Required task 1 — According to the passage on Chuck Close's remarks about Yuskavage, where and in what year did Yuskavage have her first museum show?
Required task 2 — Summarize the passage on Chuck Close's remarks about Yuskavage in two sentences.

Selected text —
########

Yuskavage, who had her first museum show in 2000 here at ICA, is known for her luscious, voluptuous paintings of women with their breasts dangling, their legs spread. Chuck Close, who speaks after Force, jokes that the church Yuskavage grew up attending in Philadelphia should have been called, not The Church of the Holy Innocents but rather Our Lady of Perpetual Perversion.

Close is bigger than I expected, dominating the terrace even in his wheelchair. He kneads the microphone in his big hands, drops it, picks it up, and says: “Is it just me, or does this thing look like a vibrator?” He recounts how Yuskavage famously said that she didn’t understand the difference between nudes in Penthouse (her father’s collection warped her for life, Close quips) and the ones in museums. “She’s spent her whole career trying to level that playing field,” he says.

Then he tells how, when he was on a jury considering the then-unknown young artist for a grant, he and his fellow judge couldn’t tell from the slides whether she was a hack or a great painter. Not wanting to take the risk, they didn’t give her the grant. A few weeks later Close saw one of her canvases in person and called her to apologize and make amends.

########

Recorded data —
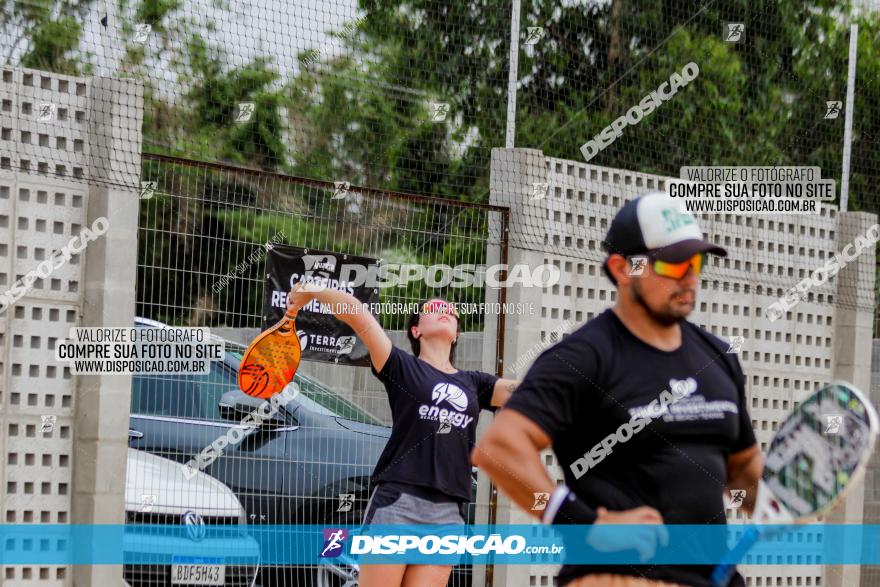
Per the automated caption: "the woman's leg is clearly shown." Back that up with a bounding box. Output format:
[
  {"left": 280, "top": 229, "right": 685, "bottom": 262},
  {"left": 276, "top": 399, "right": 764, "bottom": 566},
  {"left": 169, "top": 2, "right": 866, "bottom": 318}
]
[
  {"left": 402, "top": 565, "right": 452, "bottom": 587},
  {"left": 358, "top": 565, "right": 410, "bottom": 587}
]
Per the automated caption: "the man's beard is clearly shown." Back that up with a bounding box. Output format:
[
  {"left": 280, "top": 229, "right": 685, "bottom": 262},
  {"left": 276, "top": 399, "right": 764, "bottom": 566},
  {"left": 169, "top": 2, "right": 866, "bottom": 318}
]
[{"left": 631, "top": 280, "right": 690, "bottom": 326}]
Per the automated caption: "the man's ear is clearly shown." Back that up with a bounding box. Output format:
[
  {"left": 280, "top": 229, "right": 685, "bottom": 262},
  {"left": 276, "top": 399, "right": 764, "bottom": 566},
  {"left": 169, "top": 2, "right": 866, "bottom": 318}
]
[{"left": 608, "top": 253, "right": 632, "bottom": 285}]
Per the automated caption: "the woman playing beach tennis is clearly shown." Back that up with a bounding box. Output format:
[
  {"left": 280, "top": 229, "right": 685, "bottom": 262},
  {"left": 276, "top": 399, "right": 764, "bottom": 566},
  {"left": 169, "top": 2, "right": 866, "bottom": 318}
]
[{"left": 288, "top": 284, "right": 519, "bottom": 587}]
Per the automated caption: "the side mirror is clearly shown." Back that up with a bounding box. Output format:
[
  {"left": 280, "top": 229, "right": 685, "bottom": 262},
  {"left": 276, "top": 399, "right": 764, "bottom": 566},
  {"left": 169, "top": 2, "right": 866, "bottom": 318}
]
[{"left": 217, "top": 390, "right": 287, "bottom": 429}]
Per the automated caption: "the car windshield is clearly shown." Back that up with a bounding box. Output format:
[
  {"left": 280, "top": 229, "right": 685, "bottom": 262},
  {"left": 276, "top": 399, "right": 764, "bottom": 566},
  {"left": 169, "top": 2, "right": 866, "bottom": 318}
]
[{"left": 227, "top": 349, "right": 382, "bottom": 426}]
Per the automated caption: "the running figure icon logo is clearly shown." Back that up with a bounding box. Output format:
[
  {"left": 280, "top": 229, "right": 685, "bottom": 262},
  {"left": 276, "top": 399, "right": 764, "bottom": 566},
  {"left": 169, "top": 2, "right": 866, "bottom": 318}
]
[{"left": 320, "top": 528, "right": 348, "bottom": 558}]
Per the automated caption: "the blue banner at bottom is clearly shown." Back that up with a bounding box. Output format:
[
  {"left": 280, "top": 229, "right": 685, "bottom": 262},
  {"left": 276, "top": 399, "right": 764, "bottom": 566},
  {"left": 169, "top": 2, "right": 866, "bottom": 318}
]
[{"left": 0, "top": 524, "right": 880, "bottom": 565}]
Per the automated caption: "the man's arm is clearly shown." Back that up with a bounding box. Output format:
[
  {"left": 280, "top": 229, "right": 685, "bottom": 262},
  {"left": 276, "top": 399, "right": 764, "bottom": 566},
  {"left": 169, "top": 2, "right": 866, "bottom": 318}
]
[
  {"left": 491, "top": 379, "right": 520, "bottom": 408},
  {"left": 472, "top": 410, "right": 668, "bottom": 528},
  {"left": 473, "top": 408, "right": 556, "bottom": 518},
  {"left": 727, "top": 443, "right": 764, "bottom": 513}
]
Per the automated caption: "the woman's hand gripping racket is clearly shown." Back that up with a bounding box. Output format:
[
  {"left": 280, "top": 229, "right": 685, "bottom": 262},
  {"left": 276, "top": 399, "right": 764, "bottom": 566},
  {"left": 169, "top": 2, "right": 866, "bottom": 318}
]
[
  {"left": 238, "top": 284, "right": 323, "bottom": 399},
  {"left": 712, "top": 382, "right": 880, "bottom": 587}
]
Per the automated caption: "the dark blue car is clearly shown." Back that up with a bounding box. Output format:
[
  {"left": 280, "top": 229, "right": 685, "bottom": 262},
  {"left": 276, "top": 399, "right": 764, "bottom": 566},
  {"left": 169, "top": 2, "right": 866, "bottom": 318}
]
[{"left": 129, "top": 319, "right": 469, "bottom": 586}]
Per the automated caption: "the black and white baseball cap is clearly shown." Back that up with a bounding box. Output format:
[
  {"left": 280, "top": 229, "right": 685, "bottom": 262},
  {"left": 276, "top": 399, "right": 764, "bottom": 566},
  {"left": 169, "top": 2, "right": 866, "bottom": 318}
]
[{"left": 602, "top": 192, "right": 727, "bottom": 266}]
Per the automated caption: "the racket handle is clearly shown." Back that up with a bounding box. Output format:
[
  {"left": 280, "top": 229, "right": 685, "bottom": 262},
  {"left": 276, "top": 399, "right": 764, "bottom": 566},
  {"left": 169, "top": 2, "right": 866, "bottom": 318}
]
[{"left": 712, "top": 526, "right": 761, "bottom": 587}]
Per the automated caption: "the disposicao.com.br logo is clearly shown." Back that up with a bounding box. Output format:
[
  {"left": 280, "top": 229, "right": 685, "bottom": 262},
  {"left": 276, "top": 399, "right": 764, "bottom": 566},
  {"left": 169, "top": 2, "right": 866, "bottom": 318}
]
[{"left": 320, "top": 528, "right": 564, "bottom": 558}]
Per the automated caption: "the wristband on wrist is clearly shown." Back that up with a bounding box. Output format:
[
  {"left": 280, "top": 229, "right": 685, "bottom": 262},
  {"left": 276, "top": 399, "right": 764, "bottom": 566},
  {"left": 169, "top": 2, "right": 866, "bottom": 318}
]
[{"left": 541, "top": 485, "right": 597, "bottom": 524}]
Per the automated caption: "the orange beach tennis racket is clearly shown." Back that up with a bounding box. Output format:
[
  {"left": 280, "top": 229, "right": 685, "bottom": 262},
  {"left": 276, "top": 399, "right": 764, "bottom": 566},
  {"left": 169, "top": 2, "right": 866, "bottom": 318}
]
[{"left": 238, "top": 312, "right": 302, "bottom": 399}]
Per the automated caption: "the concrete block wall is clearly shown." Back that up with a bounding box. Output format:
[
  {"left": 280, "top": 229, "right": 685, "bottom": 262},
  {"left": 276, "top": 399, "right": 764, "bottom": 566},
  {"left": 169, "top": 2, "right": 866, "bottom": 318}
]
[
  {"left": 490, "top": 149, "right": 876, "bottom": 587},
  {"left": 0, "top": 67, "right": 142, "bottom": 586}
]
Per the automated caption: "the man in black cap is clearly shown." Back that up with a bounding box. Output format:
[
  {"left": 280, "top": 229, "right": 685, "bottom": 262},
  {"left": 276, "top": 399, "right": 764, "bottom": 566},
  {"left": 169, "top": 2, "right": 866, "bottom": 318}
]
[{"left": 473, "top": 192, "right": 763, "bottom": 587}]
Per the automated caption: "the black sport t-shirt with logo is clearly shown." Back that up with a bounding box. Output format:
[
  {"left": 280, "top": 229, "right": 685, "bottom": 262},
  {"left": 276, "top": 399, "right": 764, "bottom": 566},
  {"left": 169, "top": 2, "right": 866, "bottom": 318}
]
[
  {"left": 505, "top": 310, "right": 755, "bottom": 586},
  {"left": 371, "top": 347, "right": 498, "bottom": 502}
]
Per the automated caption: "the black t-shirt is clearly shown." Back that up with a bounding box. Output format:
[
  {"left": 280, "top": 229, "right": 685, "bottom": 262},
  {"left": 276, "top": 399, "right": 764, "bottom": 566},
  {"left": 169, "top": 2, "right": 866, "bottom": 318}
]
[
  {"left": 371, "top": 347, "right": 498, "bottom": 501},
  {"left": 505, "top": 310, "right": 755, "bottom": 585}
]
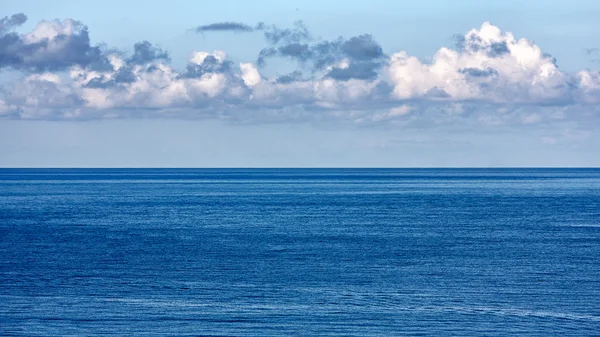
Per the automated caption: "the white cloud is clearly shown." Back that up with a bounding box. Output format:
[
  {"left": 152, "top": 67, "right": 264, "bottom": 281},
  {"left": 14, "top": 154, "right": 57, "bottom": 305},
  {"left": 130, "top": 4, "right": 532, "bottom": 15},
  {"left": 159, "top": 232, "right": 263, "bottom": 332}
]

########

Worked answer 1 — At ICA, in 2000.

Worked answer 2 — Speaking on the ICA terrace, Chuck Close joked about Yuskavage's provocative paintings of women and said she had spent her career trying to level the field between nudes in Penthouse and those in museums. He also recalled that, as a grant juror unable to judge her from slides, he had turned her down, then called to apologize after seeing one of her canvases in person.